[Rarebooks] fa: ESSAY ON A METHODICAL ENGLISH GRAMMAR FOR SWEDES - 1748

Ardwight Chamberlain ardchamber at earthlink.net
Fri Nov 19 09:55:17 EST 2010


Listed now, auction ending Sunday, Nov. 21. Details and images can be  
found at the URL below or by searching under the seller name arch_in_la.

http://shop.ebay.com/arch_in_la/m.html

Thanks,
Ardwight Chamberlain
L.A.

Ivar Kraak: An Essay on a Methodical English Grammar for the Swedes.  
Gotheborg: Johan Georg Lange, Senior, 1748. FIRST EDITION. Text in  
English, Swedish and Latin. Small 8vo (17.5 cm) in modern wraps with  
printed labels; [16] + 372 + [4] pp.; woodcut decorations; with errata  
and 3 pp. of publisher's adverts. Alston, ii, 569; ESTC T220598.

More than a mere grammar book, a fascinating social portrait of the  
period, with much if not most of the text in English, providing a  
detailed, colorful, occasionally amusing look at everyday life in the  
18th century. Includes a series of lively "Dialogues" providing handy  
phrases for (almost) any occasion, samples of letters and poetry,  
modes of address, syntax, a list of useful interjections (sirrah!; ho  
there!; Dewce take it!; well a day!; etc.), and a lengthy section (in  
English) on the sites and curiosities of a host of European countries  
and distant and exotic lands, including Tartary, China, India, Persia,  
Arabia, Palestine, Ceylon, Maldive Islands, the land of the Negros,  
Guinea, Sahara, Ethiopia, Florida ("Here grows a certain Tree, about  
the Bigness of an ordinary apple-tree, the juice of whose Fruit the  
Natives use to...anoint their arrows, being a rank sort of Poison"),  
New England, New Jersey, Terra Firma, Peru, Land of the Amazons,  
Brazil, Chili, Jamaica, Hispaniola, and the Bermudas.

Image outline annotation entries
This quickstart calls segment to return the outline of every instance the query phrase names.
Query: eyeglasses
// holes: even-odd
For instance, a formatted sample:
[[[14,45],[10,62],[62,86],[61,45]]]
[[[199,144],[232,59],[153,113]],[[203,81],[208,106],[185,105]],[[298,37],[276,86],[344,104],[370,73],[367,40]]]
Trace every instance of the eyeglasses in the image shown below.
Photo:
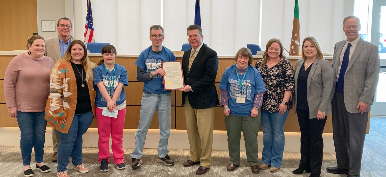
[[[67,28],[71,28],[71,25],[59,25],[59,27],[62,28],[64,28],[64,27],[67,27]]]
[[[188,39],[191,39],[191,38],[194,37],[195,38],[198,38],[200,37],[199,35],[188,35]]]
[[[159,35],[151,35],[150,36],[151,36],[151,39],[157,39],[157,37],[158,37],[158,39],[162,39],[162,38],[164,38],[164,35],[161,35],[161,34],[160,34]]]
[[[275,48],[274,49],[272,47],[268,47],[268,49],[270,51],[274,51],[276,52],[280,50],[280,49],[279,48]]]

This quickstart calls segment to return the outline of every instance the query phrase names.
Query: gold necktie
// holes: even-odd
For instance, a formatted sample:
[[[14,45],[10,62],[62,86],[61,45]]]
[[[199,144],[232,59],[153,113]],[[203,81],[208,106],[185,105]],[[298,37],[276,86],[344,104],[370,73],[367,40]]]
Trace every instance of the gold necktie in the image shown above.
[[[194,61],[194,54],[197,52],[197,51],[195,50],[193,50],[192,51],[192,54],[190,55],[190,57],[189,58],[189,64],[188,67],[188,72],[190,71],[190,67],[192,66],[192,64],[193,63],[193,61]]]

| What you need to do |
1. According to the rare book listing, which languages is the grammar's text written in?
2. List every interjection that the rare book listing quotes from the grammar's list of useful interjections.

| Expected responses |
1. English, Swedish and Latin.

2. sirrah!; ho there!; Dewce take it!; well a day!